---------- Stored rows

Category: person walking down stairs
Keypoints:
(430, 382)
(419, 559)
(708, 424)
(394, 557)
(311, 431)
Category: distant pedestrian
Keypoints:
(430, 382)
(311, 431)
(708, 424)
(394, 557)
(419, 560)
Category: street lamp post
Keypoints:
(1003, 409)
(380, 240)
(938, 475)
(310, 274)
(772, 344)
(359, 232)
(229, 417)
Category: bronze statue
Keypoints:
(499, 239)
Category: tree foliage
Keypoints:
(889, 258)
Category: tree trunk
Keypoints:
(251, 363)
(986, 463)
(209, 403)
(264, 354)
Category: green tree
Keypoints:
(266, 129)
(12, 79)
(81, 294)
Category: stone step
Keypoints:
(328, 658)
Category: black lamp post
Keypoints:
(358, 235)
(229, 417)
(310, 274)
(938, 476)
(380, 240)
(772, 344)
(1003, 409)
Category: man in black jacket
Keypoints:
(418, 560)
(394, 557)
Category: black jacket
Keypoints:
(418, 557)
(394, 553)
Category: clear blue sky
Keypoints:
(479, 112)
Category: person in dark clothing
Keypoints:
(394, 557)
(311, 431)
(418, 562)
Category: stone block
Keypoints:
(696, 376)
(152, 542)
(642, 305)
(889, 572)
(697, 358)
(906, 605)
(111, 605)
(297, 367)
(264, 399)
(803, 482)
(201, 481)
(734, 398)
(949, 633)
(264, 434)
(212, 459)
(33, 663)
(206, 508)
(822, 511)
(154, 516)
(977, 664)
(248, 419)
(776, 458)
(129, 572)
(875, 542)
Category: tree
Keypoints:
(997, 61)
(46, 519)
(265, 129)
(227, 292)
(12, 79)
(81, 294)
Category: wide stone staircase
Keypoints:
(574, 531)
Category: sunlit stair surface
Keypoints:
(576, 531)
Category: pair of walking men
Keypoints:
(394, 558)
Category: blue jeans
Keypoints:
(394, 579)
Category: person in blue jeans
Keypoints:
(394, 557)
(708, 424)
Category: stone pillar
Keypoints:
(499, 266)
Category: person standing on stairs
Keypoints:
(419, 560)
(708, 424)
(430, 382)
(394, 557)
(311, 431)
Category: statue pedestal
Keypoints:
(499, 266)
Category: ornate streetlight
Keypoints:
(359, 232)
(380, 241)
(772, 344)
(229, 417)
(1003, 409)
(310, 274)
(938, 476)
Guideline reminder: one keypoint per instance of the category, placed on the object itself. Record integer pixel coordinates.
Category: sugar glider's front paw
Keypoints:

--------------------
---------- Stored rows

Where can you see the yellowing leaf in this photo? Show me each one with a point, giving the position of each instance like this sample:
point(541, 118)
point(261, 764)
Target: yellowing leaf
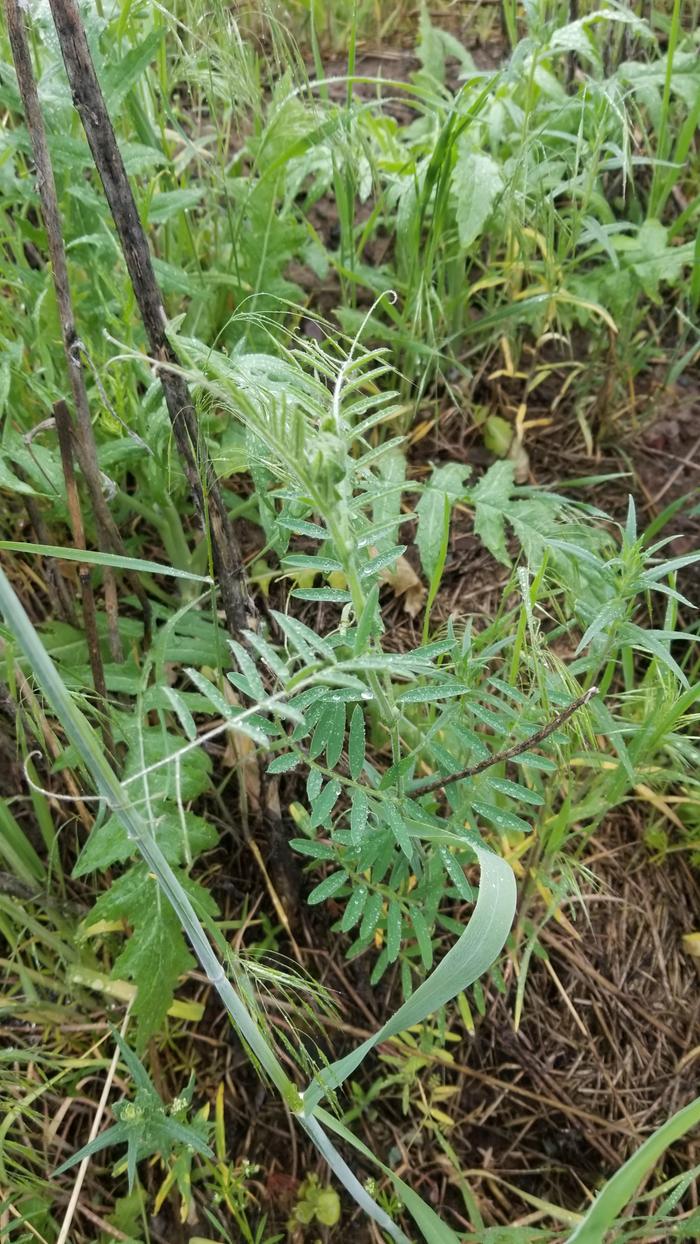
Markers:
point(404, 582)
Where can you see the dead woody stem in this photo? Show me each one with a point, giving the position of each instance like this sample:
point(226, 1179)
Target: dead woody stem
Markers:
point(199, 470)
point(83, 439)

--------------------
---------- Stored rows

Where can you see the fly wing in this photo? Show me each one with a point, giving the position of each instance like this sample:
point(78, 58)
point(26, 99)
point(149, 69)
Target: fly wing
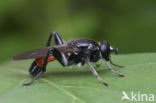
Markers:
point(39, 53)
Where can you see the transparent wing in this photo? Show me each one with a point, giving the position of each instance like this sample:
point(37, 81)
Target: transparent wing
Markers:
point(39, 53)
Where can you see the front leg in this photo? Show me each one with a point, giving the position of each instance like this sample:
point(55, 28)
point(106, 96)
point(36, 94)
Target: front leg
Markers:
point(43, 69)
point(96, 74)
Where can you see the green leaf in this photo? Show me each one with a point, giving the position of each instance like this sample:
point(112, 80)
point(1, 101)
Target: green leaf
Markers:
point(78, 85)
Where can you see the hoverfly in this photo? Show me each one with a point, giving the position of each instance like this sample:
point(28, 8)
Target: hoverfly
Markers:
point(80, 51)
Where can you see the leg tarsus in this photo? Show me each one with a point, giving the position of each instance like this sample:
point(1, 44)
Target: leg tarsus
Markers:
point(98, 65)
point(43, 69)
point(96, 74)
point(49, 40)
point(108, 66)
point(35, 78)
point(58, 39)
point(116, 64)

--------------------

Copy out the entries from the line with "Where can you see the yellowing" to the line with "point(404, 582)", both included, keeping every line unchanged. Leave the picture out.

● Answer below:
Where can you see the yellowing leaf in this photo? Show me each one with a point, giving the position of each instance like this sample:
point(541, 118)
point(261, 764)
Target: yellowing leaf
Markers:
point(404, 582)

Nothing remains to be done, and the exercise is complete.